─── TEXTO FORNECIDO ───

Em "A Guerra Está em Nós", Marques Rebelo faz a crônica do Rio de início dos anos 1940

ANTONIO PEDRO TOTA
ESPECIAL PARA A FOLHA

No documentário "Redescobrindo a Segunda Guerra", exibido pelo canal National Geographic, a guerra estava em todos os lugares. E estava no Rio de Janeiro, segundo a pena de Marques Rebelo, aliás, Edi Dias da Cruz. "A Guerra Está em Nós" (1968) faz parte da trilogia "Espelho Partido".
É a crônica de um Rio de Janeiro ingênuo e paradoxalmente cheio de malícia na época da Segunda Guerra. Deliciosa crônica de uma cidade que ficou no imaginário, de uma época em que o Rio era o Cassino da Urca, onde o cineasta Orson Welles comandava um grande show com a participação da orquestra de Carlos Machado e suas coristas. Enquanto Rommel, "o astuto estrategista, desfechou espetacular golpe no deserto, retomando em horas o que os ingleses penosamente conquistaram", Maria Berlini meio embriagada segura, com claros objetivos de sedução, a mão de Eduardo, o dublê de personagem e autobiografado.
O Rio da época da guerra fica ainda mais sensual, sublime, sedutor e carnavalesco na pena de Marques Rebelo. O futebol do preferido América se confundindo com a permanência das práticas religiosas do "sininho rachado do asilo convoca para a missa três vezes na manhã". E a religiosidade da amiga beata coexistindo com o comportamento "liberal" de Vivi Taveira, que "continua provocante cheia de dengos oriundos de um longo bem sucedido hábito de seduzir".
"Brilha na sociedade, forma na primeira linha das elegantes, põe chifres no ministro..." Num dos primeiros registros de janeiro de 1942, diz que os "aliados passam da defensiva para a ofensiva". Talvez o distanciamento (o livro foi escrito 23 anos depois de finda a guerra) tenha ajudado a confundir um pouco as informações.
Sabemos que, embora a União Soviética tivesse repelido o ataque nazista a Moscou, os aliados estavam ainda se preparando para uma possível mudança de estratégia. A ofensiva demoraria ainda algum tempo para tornar-se realidade nos teatros de guerra.

─── LISTAGEM FORNECIDA ───

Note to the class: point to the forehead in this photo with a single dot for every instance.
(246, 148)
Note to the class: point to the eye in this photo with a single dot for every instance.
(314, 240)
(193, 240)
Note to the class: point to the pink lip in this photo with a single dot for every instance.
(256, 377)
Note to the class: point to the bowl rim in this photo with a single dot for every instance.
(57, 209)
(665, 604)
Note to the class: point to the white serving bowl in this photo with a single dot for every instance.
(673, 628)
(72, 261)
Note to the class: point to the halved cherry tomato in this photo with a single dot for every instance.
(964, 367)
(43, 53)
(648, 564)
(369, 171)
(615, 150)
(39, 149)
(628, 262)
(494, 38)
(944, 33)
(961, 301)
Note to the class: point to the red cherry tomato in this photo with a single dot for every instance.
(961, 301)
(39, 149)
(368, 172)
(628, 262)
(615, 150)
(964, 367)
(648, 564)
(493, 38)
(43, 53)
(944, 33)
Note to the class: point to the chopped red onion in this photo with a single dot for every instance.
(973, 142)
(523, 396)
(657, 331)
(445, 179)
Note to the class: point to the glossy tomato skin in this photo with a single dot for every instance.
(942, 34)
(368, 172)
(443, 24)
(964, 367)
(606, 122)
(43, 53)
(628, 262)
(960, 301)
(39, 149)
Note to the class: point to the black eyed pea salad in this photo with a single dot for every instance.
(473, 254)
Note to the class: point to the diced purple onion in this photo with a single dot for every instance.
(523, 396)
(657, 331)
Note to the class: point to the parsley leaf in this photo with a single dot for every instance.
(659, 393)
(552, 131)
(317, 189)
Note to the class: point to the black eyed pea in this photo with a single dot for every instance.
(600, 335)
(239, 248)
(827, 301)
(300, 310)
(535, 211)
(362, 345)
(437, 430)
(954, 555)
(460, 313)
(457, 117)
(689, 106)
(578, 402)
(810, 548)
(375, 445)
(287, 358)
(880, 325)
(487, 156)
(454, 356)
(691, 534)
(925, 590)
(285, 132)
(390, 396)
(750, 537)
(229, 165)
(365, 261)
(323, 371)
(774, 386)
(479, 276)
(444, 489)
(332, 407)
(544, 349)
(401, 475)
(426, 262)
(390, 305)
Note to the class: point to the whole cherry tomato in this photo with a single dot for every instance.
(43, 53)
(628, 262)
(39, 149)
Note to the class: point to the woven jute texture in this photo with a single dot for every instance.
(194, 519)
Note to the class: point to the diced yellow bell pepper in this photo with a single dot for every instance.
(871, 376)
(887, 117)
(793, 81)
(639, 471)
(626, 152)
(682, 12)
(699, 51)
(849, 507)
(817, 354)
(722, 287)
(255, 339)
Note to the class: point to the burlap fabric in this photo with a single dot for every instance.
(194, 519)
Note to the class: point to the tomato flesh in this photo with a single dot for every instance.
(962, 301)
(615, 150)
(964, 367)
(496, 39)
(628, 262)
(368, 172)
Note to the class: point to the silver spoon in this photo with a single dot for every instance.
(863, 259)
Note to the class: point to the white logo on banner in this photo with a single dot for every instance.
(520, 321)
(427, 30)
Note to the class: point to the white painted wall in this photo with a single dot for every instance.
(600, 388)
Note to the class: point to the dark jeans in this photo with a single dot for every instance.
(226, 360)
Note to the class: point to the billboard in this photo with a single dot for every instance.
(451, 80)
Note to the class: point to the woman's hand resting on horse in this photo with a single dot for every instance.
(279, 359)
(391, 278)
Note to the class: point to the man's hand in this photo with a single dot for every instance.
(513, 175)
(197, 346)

───

* [DESAFIO 1]:
De acordo com o texto fornecido, de qual trilogia faz parte "A Guerra Está em Nós"?
* [DESAFIO 2]:
Reescreva de forma mais concisa o parágrafo do texto fornecido que começa com "O Rio da época da guerra", preservando os fatos principais.
A listagem vem de uma fonte diferente da do texto fornecido.

* [SOLUÇÃO DA TAREFA 1]:
Faz parte da trilogia "Espelho Partido".

* [SOLUÇÃO DA TAREFA 2]:
Na pena de Marques Rebelo, o Rio da época da guerra fica ainda mais sensual, sublime, sedutor e carnavalesco. O futebol do América, o preferido, mistura-se às práticas religiosas, como o sininho rachado do asilo que chama para a missa três vezes pela manhã. A religiosidade da amiga beata convive com o comportamento "liberal" de Vivi Taveira, que continua provocante e habituada a seduzir.